───── Record set
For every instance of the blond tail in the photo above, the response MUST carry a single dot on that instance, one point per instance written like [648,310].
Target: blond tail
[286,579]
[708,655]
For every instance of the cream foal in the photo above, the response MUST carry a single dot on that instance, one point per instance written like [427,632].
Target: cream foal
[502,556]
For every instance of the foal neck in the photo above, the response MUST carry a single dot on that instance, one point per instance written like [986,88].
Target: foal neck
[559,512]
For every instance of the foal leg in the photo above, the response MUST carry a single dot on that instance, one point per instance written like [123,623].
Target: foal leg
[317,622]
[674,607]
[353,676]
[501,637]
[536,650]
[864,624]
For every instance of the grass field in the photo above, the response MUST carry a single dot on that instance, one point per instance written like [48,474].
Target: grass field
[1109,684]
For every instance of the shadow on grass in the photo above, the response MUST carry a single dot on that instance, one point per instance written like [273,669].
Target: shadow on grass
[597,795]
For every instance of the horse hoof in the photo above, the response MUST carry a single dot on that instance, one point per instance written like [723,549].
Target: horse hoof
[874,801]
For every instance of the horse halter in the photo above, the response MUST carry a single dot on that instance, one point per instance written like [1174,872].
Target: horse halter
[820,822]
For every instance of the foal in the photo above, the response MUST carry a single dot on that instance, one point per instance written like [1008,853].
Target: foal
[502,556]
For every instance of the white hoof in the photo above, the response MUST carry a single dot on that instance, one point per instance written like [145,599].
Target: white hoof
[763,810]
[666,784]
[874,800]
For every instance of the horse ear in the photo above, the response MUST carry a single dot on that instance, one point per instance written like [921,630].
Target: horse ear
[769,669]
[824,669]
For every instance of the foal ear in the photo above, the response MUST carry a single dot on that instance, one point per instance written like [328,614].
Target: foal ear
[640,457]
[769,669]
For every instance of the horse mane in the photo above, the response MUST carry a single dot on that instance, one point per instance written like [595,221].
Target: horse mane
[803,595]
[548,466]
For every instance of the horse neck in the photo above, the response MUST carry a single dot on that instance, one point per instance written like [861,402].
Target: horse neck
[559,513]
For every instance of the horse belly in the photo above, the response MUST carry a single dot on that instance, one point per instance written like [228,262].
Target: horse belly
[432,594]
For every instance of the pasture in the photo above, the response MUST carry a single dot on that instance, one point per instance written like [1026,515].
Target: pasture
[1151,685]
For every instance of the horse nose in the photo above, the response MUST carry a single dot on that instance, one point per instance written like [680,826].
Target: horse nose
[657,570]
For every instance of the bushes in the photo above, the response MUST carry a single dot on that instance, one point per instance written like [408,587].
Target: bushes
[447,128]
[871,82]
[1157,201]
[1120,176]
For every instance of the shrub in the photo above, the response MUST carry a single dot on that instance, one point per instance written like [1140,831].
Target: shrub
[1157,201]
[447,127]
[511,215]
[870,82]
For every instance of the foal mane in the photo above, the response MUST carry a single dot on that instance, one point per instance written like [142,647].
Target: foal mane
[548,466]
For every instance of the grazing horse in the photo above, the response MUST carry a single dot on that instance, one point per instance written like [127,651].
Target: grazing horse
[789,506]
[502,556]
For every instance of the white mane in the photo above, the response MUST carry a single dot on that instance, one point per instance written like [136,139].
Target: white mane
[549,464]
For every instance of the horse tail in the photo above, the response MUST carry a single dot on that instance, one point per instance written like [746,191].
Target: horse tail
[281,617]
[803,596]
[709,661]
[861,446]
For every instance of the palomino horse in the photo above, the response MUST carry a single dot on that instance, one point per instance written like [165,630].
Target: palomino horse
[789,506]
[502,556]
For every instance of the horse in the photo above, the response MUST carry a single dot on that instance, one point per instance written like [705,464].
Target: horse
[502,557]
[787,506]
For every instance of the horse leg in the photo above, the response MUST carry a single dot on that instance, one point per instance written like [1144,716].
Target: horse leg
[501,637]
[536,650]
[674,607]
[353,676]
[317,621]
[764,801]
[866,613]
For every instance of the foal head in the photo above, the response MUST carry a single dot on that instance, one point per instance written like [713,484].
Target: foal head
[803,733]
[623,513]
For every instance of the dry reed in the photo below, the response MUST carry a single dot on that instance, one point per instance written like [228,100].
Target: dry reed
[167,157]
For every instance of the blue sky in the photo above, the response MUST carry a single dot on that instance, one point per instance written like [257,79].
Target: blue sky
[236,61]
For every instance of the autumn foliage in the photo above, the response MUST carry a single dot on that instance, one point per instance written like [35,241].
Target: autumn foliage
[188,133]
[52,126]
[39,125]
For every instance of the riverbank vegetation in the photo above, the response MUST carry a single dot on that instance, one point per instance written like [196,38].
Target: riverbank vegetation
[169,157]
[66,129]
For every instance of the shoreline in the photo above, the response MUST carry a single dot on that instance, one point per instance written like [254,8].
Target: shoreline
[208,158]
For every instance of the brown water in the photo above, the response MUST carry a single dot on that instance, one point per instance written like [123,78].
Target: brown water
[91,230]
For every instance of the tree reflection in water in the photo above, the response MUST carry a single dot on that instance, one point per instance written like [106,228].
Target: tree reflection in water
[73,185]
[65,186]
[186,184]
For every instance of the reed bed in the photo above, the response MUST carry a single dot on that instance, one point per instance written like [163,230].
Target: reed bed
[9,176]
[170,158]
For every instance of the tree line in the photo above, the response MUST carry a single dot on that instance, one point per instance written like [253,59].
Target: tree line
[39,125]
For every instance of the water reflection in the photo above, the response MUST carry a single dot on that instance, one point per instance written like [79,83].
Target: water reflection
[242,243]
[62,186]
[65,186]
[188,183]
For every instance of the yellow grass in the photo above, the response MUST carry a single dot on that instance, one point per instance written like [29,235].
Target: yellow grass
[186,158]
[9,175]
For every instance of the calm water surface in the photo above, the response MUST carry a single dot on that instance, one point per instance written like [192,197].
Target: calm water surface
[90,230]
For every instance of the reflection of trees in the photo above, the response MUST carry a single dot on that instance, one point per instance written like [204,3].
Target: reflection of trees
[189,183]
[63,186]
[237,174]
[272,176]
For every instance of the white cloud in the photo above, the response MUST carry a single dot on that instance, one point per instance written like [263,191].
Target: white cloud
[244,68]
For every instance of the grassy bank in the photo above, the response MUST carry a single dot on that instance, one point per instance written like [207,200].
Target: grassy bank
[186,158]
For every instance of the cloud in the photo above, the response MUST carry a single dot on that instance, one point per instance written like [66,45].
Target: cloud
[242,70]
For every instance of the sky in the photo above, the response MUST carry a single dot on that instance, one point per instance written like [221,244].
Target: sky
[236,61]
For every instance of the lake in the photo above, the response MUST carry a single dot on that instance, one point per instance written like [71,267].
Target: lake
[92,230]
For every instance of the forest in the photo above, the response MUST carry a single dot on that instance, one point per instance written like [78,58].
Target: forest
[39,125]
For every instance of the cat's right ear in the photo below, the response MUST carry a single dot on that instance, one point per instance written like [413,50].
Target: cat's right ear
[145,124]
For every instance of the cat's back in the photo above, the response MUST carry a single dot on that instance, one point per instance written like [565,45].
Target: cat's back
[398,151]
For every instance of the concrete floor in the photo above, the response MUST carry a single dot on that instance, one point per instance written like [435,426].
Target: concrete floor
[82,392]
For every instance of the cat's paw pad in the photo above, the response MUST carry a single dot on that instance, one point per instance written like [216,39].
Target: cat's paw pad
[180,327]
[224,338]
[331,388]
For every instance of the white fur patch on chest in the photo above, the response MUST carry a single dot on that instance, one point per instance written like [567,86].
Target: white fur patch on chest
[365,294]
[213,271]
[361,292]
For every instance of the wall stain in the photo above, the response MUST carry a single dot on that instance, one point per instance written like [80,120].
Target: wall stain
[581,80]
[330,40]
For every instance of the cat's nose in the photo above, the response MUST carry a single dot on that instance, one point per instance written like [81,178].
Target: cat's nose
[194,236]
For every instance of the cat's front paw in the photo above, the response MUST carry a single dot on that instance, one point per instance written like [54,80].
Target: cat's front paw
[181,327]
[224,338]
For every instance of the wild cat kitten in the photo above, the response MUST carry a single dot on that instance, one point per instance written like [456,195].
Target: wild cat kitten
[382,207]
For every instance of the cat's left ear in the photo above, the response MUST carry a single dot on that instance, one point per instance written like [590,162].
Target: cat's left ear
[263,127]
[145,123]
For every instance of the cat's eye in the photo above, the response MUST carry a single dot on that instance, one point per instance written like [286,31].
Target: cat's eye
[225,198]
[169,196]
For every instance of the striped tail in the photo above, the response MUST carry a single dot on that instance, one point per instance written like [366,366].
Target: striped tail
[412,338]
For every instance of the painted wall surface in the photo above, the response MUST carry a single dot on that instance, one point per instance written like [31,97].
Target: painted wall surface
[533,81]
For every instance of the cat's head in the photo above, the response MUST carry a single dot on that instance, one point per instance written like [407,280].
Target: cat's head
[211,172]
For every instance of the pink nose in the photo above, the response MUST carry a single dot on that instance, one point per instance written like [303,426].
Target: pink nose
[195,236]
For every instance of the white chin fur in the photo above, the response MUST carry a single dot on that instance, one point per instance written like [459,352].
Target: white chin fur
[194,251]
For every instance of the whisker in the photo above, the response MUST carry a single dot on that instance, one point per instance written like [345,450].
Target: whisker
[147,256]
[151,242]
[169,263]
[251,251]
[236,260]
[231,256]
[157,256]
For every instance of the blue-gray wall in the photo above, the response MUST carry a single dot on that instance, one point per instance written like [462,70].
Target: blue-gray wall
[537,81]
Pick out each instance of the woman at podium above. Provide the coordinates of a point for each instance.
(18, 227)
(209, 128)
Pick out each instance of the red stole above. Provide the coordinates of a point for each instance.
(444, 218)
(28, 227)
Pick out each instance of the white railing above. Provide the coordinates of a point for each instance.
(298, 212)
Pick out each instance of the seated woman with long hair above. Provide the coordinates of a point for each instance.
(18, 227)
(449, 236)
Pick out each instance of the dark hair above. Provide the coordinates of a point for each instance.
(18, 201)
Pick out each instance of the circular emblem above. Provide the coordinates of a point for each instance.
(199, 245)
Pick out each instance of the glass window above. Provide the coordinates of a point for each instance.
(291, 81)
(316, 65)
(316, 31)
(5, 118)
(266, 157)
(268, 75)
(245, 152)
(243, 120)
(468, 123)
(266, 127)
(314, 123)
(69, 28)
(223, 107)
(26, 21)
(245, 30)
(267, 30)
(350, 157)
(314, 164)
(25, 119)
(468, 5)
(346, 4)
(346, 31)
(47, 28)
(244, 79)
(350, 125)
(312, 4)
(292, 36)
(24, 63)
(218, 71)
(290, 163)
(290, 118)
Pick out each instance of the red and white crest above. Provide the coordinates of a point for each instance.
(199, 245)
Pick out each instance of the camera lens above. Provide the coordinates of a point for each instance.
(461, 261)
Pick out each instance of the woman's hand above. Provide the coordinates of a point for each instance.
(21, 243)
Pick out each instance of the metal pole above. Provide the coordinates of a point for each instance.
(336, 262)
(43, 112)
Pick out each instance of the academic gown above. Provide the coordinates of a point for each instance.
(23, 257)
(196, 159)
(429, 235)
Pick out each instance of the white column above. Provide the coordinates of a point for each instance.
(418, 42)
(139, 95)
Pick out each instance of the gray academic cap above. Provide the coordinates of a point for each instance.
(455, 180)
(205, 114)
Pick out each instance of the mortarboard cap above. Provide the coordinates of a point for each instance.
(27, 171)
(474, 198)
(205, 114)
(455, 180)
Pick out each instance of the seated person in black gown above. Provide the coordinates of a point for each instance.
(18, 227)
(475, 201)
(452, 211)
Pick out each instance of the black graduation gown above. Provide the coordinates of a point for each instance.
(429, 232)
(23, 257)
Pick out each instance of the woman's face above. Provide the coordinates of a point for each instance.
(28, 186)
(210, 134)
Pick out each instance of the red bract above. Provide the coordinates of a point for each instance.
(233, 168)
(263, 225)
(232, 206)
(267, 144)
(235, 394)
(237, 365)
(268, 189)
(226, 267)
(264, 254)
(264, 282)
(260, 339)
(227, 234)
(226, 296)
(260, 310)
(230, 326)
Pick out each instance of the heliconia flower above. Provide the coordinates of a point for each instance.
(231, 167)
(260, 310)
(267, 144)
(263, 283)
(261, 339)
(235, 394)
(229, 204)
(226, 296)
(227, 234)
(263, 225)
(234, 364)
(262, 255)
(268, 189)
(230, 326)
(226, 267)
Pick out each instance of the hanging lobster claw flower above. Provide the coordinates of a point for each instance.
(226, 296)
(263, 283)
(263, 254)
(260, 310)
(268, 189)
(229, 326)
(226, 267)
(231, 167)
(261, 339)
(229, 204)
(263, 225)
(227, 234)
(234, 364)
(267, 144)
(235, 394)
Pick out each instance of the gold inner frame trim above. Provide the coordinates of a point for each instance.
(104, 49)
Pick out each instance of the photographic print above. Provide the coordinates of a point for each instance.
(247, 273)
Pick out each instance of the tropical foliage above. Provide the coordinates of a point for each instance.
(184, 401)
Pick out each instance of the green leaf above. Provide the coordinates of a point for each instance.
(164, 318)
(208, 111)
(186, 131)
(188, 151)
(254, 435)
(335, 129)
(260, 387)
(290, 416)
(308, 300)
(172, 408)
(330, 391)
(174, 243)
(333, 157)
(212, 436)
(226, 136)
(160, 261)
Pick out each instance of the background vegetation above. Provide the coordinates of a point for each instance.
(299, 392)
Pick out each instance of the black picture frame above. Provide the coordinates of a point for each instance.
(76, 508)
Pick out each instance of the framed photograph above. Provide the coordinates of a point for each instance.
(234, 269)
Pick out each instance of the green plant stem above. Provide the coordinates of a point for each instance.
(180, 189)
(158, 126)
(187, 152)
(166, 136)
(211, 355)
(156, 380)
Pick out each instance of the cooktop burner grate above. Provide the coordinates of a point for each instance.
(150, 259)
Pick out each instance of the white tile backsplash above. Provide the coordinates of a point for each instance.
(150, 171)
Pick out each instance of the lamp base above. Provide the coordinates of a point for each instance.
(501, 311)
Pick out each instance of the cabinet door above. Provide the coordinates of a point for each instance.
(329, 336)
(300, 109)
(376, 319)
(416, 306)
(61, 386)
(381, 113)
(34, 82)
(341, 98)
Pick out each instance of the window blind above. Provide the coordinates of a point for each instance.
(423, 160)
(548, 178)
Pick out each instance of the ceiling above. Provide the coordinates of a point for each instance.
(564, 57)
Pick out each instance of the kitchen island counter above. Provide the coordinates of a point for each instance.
──────────
*Your instructions*:
Scan the material above for the word "below", and copy every line in which it is found.

*Solution to this problem*:
For every instance of the dry reed in the photo below, the response MUST carry a single dot on that instance, one point per instance written like [228,100].
For every instance of the cat's right ear in the photo below, the response MUST carry a single dot on that instance, one point per instance written like [413,50].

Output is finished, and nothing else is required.